[Recorded data]
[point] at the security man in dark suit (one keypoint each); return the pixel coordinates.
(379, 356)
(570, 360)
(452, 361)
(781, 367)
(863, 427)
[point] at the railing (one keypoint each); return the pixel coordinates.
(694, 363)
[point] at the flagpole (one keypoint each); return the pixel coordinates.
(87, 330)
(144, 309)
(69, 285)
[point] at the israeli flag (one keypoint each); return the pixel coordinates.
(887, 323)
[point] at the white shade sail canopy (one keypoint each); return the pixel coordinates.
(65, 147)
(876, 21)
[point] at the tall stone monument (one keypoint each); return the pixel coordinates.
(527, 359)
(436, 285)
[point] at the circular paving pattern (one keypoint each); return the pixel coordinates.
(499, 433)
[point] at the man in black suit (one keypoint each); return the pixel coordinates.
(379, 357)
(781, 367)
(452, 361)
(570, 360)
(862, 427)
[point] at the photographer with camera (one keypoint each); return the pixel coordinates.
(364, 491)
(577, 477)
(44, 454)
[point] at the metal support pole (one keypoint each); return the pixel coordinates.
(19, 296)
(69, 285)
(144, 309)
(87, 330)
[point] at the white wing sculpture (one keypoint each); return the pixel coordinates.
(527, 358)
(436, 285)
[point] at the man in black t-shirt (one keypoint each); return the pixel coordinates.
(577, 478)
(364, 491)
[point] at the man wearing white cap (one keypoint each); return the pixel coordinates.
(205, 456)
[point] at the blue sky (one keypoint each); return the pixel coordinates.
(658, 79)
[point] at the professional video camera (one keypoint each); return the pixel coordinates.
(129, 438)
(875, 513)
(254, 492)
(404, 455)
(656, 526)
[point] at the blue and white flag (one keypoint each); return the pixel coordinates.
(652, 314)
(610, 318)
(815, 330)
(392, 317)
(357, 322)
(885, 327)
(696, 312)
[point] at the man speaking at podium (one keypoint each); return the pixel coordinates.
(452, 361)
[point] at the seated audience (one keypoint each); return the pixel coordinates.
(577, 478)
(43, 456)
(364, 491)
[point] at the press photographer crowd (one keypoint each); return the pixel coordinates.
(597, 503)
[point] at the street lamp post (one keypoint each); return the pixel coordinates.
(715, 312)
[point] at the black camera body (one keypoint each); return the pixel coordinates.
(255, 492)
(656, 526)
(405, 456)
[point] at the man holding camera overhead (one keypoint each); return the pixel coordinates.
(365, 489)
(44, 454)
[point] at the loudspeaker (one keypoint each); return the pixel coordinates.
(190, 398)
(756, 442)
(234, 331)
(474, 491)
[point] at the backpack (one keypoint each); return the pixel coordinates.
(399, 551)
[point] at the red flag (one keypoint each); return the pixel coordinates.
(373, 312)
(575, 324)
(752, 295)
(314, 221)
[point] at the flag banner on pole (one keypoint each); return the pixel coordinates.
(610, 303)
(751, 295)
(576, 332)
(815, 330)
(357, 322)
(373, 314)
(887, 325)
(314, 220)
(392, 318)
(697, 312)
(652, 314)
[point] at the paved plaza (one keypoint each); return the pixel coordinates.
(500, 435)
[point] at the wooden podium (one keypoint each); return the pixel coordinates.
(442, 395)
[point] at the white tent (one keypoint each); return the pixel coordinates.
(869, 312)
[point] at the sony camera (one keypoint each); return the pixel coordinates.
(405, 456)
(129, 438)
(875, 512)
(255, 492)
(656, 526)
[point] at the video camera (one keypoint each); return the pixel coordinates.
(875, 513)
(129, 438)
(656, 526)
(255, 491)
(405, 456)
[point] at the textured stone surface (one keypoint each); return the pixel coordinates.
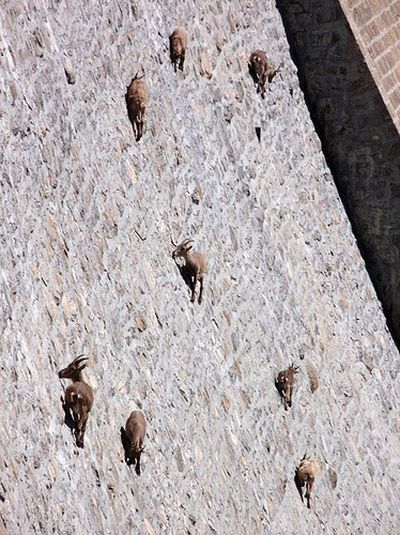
(359, 138)
(376, 26)
(87, 217)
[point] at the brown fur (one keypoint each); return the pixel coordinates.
(78, 397)
(135, 431)
(306, 473)
(284, 383)
(136, 102)
(195, 266)
(261, 69)
(177, 47)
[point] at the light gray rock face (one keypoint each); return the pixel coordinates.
(87, 218)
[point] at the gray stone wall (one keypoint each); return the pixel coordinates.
(87, 217)
(359, 138)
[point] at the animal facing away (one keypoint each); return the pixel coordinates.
(194, 268)
(133, 437)
(136, 101)
(306, 473)
(177, 47)
(261, 69)
(78, 397)
(284, 384)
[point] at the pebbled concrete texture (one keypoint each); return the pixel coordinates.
(87, 218)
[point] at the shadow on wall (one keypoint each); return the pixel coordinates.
(359, 140)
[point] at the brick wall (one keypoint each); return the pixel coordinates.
(359, 139)
(376, 27)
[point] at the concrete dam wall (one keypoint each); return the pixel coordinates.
(87, 217)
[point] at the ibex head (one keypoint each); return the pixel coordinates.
(183, 248)
(74, 369)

** Given task **
Please put the stretch of the material from the line containing "[point] at the shadow" through the end of the material into a JSON list of strings, one string per line, with blank lines left out.

** Final result **
[
  "[point] at the shadow on wall (one keypoint each); return the pixel coordinates.",
  "(359, 140)",
  "[point] at the brick wall (one keypoint each); return the pixel coordinates.",
  "(359, 139)",
  "(376, 27)",
  "[point] at the concrete dam wall (one keypoint each); return the pixel coordinates.",
  "(87, 217)",
  "[point] at the ibex head (one keypoint each); return the pixel coordinates.",
  "(183, 248)",
  "(74, 369)"
]